What you need to do: Reproduce the lines verbatim, starting with the line that contains "work: provide the mask of every instance of the <item>office" and ending with the final line.

Exercise data:

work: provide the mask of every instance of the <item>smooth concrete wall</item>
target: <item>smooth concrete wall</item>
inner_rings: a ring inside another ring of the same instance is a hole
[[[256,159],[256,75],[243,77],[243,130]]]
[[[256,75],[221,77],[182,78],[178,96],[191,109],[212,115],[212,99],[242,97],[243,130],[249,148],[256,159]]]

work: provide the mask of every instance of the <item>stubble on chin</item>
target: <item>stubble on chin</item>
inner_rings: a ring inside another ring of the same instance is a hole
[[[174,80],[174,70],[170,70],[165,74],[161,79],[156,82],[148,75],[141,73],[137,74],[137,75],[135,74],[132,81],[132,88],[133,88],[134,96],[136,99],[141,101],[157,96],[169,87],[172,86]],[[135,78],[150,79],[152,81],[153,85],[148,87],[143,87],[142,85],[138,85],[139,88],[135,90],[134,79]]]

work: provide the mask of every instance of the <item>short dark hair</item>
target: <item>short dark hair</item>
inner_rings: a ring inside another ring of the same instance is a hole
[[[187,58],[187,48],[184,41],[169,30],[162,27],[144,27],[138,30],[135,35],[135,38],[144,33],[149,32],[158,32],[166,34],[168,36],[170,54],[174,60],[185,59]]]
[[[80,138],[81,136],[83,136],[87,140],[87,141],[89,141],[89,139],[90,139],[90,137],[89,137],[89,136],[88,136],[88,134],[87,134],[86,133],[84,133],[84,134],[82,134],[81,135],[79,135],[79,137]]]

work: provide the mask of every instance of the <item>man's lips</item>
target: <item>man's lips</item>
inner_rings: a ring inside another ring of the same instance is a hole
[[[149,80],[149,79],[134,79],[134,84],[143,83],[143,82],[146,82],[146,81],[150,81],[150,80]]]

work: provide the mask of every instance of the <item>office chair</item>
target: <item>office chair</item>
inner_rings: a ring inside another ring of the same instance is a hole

Completed task:
work: provide the mask of every instance of the <item>office chair</item>
target: <item>office chair</item>
inner_rings: a ring inside another ring of the same instance is a hole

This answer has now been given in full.